### How to complete this task
Below are some records; find each line that carries the word "grass" and copy it.

[Dataset entries]

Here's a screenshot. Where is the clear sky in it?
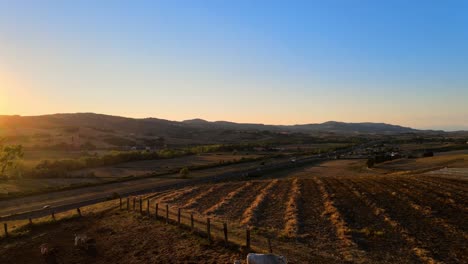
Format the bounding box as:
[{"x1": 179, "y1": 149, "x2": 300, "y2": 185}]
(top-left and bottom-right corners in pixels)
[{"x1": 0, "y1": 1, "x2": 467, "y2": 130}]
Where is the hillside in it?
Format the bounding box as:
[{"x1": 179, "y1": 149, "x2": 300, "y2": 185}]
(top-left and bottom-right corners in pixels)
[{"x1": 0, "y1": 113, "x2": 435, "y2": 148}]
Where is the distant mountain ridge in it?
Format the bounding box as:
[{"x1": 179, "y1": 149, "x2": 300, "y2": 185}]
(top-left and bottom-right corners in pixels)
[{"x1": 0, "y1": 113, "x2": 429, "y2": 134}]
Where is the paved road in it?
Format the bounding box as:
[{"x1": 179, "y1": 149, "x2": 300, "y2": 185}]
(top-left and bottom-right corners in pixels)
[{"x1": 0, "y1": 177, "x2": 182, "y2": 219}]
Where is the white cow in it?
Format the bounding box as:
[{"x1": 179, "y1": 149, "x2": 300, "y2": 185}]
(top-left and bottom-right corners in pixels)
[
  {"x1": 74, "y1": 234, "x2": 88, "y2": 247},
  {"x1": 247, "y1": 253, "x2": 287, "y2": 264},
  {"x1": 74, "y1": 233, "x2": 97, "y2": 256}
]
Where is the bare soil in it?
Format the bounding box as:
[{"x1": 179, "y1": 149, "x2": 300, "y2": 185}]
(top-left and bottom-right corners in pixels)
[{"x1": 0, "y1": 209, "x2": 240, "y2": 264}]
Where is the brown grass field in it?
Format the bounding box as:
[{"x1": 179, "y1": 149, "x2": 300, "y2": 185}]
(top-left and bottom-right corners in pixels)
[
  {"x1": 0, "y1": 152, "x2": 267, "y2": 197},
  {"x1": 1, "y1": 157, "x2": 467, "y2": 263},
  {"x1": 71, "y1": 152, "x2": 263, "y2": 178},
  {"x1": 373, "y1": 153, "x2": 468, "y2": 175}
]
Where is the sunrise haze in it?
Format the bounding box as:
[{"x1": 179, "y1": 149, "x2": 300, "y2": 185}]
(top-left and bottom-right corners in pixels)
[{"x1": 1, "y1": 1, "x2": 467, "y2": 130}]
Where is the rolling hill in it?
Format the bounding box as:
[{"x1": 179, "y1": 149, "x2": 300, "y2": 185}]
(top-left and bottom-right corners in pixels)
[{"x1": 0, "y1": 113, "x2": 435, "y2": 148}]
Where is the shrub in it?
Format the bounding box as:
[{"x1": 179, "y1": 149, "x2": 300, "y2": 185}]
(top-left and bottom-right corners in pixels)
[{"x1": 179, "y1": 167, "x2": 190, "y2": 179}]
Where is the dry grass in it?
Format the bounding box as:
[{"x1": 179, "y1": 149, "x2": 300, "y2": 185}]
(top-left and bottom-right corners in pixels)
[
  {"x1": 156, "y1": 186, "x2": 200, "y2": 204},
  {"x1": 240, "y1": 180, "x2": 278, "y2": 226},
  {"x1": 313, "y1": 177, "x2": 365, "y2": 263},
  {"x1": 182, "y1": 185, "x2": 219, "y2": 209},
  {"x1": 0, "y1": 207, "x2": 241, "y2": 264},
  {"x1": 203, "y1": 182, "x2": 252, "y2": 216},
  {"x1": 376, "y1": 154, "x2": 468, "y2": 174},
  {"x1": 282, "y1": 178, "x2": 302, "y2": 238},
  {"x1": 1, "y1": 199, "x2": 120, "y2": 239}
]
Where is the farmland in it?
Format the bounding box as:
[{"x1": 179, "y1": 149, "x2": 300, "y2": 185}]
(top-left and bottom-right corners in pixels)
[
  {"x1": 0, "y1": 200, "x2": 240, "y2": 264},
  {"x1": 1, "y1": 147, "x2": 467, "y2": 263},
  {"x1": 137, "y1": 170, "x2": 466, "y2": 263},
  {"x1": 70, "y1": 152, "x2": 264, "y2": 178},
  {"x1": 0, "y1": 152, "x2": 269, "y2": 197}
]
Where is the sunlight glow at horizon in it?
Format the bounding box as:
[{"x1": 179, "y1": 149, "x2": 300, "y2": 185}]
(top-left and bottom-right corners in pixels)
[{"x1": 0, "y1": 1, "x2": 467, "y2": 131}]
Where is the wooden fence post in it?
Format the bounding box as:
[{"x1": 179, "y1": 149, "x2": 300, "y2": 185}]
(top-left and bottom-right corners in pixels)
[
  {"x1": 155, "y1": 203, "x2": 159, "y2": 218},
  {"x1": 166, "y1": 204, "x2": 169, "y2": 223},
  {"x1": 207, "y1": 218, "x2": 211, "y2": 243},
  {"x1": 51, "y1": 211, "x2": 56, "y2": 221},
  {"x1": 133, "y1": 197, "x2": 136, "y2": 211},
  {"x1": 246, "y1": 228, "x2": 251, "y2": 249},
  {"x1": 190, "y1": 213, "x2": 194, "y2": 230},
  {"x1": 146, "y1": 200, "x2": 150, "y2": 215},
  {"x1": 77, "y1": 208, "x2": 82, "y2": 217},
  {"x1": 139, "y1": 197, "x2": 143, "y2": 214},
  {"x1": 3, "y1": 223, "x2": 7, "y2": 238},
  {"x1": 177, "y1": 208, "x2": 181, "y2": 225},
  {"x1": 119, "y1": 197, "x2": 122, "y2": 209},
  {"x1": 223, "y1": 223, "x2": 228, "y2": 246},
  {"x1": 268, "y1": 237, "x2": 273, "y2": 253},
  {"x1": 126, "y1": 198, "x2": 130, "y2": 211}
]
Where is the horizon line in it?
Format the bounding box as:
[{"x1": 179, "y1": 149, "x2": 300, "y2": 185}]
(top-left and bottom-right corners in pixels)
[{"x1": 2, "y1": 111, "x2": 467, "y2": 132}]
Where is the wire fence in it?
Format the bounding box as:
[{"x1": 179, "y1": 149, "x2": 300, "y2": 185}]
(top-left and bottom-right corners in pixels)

### Task result
Where is the brown grass field in it?
Where is the dry grass in it?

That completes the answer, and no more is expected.